What the task asks: All of the material below is to be retyped exactly.

Position annotation records:
= = = = = = =

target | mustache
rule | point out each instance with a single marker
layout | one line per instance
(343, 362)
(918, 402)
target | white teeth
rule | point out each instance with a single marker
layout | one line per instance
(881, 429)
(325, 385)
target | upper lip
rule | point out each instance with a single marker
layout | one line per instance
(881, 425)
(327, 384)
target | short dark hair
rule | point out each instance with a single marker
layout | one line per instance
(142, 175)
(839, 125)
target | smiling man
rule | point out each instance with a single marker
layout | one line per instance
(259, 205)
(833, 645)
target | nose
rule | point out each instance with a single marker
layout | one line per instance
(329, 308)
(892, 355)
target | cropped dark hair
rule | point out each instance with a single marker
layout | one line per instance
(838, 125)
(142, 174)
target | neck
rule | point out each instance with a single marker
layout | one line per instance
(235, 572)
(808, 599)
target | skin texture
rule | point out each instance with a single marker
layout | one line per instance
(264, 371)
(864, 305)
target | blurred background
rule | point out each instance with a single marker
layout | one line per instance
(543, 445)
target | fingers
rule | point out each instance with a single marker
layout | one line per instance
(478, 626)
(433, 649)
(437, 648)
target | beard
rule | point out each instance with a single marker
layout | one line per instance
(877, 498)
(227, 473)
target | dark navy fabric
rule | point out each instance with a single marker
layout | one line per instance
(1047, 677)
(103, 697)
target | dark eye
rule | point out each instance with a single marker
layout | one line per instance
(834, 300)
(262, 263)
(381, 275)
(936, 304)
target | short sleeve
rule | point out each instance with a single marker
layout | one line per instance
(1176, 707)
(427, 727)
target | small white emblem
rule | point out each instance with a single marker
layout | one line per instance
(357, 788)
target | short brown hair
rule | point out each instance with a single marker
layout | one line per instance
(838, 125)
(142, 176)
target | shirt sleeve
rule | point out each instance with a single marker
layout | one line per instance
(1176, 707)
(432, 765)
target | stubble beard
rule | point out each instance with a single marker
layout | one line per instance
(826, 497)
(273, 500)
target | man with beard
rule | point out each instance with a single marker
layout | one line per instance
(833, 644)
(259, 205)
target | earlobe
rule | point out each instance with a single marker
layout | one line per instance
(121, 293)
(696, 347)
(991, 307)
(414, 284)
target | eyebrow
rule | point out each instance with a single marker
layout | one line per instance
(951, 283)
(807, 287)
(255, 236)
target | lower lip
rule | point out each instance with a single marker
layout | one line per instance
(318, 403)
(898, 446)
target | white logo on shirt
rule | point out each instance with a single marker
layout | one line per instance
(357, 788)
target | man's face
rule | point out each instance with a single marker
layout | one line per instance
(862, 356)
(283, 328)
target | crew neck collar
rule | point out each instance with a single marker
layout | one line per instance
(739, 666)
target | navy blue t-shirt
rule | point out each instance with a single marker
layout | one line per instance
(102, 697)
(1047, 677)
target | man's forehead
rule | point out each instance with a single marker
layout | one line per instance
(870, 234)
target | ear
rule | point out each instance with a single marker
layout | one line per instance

= = = = = = =

Response below:
target | mustache
rule | point out each instance with a single marker
layout | one line per instance
(343, 362)
(918, 402)
target | white teeth
rule | point out each instance with a single marker
layout | one line per instance
(881, 429)
(325, 385)
target | upper lip
rule | point out each instance with a single marker
layout | one line per instance
(881, 425)
(327, 384)
target | short dark hair
rule | point out each instance with a single marker
layout | one line per instance
(142, 175)
(839, 125)
target | smiling man
rule | point out each instance with a single marker
layout | one line per instance
(259, 205)
(833, 645)
target | nose
rule | point out each instance with a single marker
layout | one line per instance
(329, 308)
(892, 355)
target | cropped dark hair
rule | point out each instance with a single marker
layout | one line per instance
(838, 125)
(142, 174)
target | neck
rule | point out each instance with a single marker
layout | one line per instance
(235, 572)
(808, 599)
target | skin texture
rule | point out each instance with a single marker
layout | one line per instance
(264, 371)
(864, 305)
target | blurred background
rule | point out each instance with a single marker
layout | one line per instance
(543, 445)
target | fingers
rule | point out each instance with a single marker
layout | one line per instance
(478, 626)
(433, 649)
(437, 648)
target | beard
rule | point out each instance with a single marker
layout | one line per instance
(877, 498)
(227, 473)
target | dark navy fabric
rule | point out each instance with a single marker
layout | one line per instance
(1047, 677)
(103, 697)
target | dark eye
rule | point out each instance with a single marker
layout | one line per instance
(834, 300)
(262, 263)
(381, 275)
(936, 304)
target | short sleeve
rule | point out each instance with a single marker
layout | one line per instance
(1176, 707)
(427, 727)
target | small white emblem
rule | point out each instance with a single marker
layout | one line per instance
(357, 788)
target | short brown hair
rule | point out each instance with a single marker
layout | one line per instance
(838, 125)
(142, 176)
target | shirt sleeve
rule | point out each instance with a single marker
layout | one line per instance
(1176, 707)
(432, 765)
target | stubble beard
rule | point out each instance with a single marker
layout | one line per instance
(826, 497)
(273, 500)
target | man with beard
rule | point out each instance with a single marker
layout | one line per instance
(833, 644)
(259, 205)
target | earlobe
rule | point out each instance with a single marker
layout | one line per instance
(121, 293)
(696, 347)
(991, 307)
(414, 284)
target | eyebrow
rule | point out each instance with a single marker
layout | one line per instance
(951, 283)
(807, 287)
(255, 236)
target | lower lip
rule | point out each instance with a single marker
layout | one line per instance
(318, 403)
(898, 446)
target | white logo on shirt
rule | point out each instance with a single marker
layout | one line per instance
(357, 788)
target | man's face
rule | point out each instance with a single marker
layout | one line per instance
(862, 356)
(283, 328)
target | crew neck collar
rule | point out each instance with a single marker
layout | one line per instance
(739, 666)
target | navy blue t-shirt
rule | point out each instance with a single marker
layout | one line per instance
(102, 697)
(1047, 677)
target | man's forehead
rule | point out each instance with a single marker
layout | one line per instance
(870, 234)
target | ear
rule | point out each instance with a single marker
layout | one line per instance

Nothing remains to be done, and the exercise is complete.